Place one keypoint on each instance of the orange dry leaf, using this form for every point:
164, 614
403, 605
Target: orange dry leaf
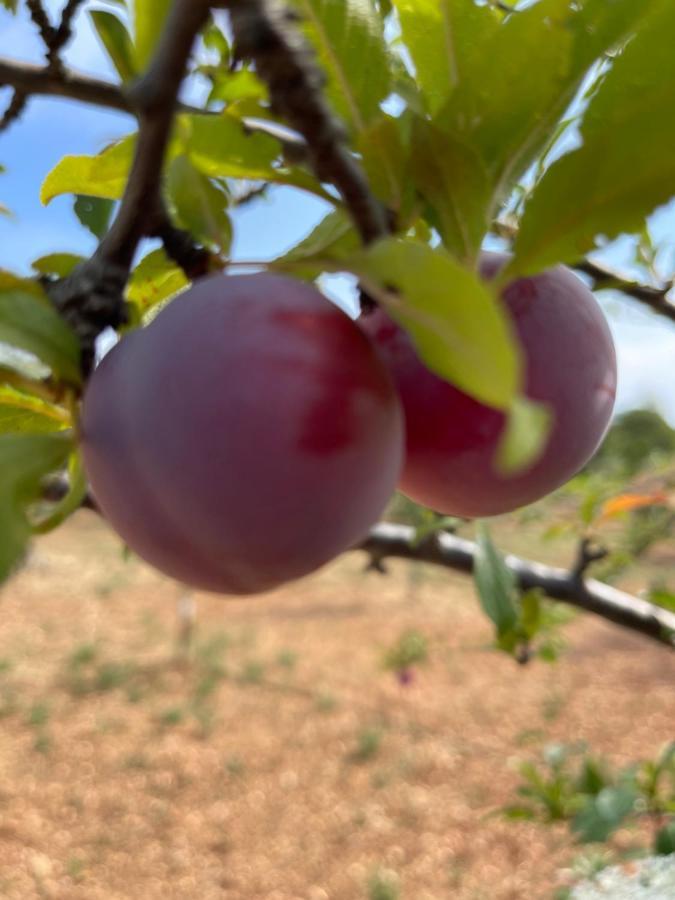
627, 502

GOAL OF THE EXERCISE:
Can you render every line of the entries above as a Markdown table with the columns "Number" and "Content", skipping blank lines and leaving the pictures out?

SOLUTION:
| Number | Content |
|---|---|
| 1 | Place one keypoint on each instance of the orange dry leaf, using this form for every point: |
| 2 | 164, 614 |
| 3 | 403, 605 |
| 4 | Target: orange dry leaf |
| 5 | 627, 502 |